*Exercise brief*: Only the lines with "forest" in the entries below belong in the answer; please copy them.
========
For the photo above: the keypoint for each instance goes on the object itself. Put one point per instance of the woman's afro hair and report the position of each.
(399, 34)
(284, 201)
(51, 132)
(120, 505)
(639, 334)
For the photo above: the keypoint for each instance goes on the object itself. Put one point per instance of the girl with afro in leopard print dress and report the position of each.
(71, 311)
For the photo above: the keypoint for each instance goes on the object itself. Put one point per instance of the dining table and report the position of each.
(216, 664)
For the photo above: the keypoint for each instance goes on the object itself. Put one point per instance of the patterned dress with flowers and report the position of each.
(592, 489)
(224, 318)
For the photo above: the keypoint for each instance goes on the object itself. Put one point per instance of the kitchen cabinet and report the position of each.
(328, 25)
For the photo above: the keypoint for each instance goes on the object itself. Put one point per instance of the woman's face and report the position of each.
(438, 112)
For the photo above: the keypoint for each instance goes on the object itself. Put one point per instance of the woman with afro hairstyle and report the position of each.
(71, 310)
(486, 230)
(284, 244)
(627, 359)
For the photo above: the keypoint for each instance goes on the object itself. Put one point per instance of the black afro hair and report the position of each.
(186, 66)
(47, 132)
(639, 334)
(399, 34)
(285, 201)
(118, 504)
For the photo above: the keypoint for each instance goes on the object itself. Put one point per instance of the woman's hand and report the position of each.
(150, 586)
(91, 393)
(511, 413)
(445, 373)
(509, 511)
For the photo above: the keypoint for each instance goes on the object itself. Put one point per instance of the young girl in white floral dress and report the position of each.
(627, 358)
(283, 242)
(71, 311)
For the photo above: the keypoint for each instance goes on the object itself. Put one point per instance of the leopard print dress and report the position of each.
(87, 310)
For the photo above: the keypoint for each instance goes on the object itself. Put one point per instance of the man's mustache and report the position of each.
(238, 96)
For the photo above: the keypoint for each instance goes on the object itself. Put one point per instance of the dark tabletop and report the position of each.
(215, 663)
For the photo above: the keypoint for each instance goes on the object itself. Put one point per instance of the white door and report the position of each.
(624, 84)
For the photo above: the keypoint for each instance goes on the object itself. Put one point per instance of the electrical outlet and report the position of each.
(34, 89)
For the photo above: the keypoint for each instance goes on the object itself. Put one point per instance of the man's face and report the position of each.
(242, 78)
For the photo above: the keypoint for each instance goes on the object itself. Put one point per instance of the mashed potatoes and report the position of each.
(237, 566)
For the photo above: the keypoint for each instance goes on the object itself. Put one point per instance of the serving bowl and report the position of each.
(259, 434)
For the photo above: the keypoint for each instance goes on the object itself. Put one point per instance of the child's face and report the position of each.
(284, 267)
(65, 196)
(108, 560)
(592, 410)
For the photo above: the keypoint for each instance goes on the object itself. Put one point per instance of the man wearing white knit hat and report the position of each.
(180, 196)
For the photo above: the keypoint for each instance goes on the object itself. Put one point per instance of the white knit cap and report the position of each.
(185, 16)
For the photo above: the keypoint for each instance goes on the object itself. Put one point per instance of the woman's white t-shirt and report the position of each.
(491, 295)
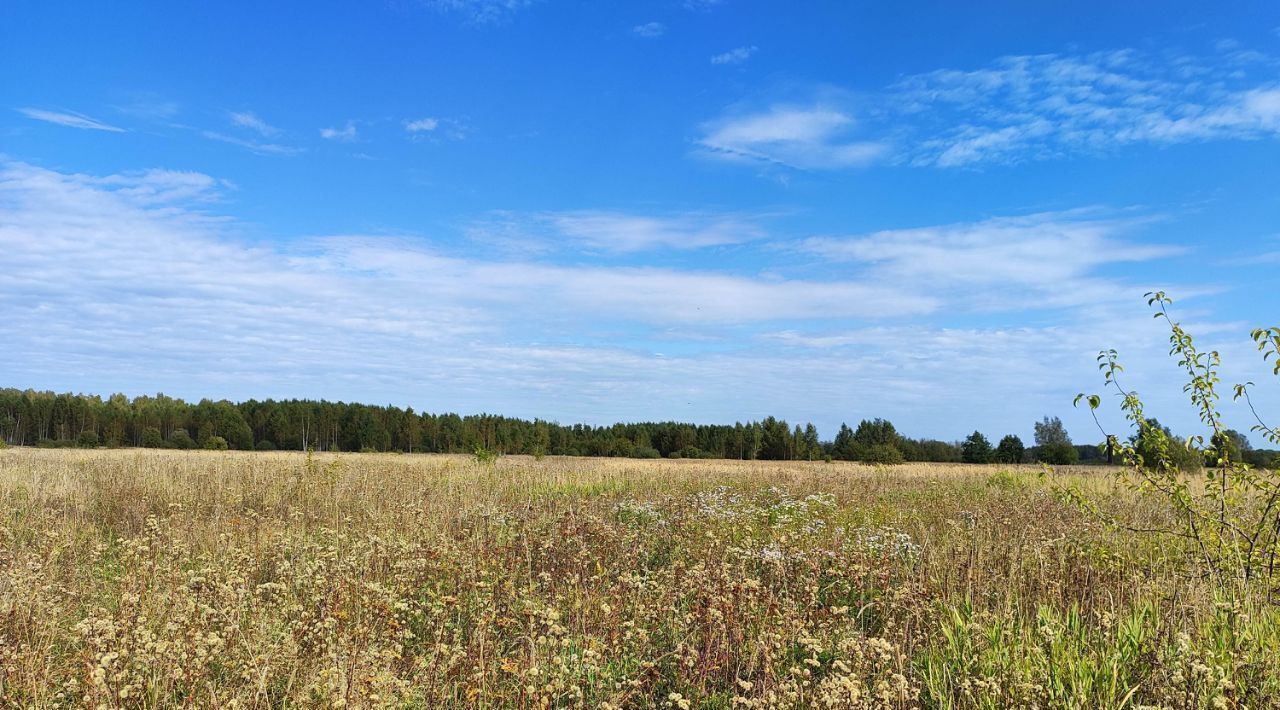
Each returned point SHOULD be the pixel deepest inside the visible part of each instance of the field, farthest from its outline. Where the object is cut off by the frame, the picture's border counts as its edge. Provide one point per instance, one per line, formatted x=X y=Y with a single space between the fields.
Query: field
x=140 y=578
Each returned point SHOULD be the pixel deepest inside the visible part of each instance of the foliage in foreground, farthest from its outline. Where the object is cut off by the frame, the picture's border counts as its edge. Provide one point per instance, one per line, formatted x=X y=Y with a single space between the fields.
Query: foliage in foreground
x=1233 y=521
x=147 y=580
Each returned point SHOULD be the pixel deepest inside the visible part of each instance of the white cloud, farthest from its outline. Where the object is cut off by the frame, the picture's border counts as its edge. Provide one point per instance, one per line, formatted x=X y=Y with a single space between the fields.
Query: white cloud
x=132 y=282
x=247 y=119
x=255 y=146
x=421 y=126
x=1046 y=259
x=1018 y=109
x=1028 y=108
x=68 y=119
x=735 y=55
x=804 y=137
x=617 y=232
x=346 y=134
x=480 y=12
x=649 y=30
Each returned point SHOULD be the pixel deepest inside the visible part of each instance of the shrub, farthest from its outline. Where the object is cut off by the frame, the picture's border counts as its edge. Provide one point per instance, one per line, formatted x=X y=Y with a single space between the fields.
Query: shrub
x=484 y=456
x=215 y=444
x=976 y=449
x=1010 y=450
x=694 y=452
x=179 y=439
x=151 y=438
x=882 y=453
x=1233 y=518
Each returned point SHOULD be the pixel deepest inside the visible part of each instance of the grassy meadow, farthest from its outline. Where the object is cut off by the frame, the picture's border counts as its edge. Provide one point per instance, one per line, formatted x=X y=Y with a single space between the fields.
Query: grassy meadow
x=146 y=578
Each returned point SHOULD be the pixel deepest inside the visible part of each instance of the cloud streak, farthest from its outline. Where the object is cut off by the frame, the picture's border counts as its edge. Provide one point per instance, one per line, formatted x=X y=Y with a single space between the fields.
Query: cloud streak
x=68 y=119
x=801 y=137
x=735 y=56
x=1020 y=108
x=97 y=266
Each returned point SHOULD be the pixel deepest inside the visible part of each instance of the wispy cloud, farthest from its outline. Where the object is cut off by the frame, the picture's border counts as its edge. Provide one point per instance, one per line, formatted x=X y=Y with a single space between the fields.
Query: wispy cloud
x=480 y=12
x=702 y=5
x=1027 y=108
x=1015 y=110
x=612 y=232
x=149 y=106
x=402 y=320
x=735 y=55
x=649 y=30
x=804 y=137
x=255 y=146
x=421 y=126
x=68 y=119
x=435 y=129
x=248 y=119
x=1002 y=262
x=346 y=133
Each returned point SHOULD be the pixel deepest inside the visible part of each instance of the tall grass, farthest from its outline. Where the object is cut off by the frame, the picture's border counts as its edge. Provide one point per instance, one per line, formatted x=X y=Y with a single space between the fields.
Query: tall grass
x=210 y=578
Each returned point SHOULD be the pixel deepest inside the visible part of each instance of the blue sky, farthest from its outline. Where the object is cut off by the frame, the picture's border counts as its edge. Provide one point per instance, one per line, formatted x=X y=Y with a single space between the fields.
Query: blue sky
x=699 y=210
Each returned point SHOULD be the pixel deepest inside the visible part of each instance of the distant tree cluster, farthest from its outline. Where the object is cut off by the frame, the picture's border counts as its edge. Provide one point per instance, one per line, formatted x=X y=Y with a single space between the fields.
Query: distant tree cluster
x=45 y=418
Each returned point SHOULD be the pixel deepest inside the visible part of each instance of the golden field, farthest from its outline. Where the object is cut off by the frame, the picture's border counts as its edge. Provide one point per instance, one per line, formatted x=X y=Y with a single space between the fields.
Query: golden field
x=142 y=578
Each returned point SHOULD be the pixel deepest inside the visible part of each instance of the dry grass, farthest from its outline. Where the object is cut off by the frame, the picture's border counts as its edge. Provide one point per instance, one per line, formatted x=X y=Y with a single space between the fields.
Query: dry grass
x=136 y=578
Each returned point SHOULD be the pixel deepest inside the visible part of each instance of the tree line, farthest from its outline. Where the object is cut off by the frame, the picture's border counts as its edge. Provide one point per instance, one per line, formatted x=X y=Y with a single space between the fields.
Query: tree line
x=46 y=418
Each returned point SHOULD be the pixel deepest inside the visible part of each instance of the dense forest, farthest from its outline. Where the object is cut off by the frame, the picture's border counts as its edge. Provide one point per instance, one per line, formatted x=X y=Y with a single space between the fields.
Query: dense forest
========
*Task solution*:
Each returned point SHOULD be the pixel deepest inside the visible part of each instance of the dense forest, farthest from its outline. Where the object is cut off by the frame, the picture's border counts as its edge. Provide one point per instance, one per line, formatted x=X y=Y with a single space between the fields.
Query: dense forest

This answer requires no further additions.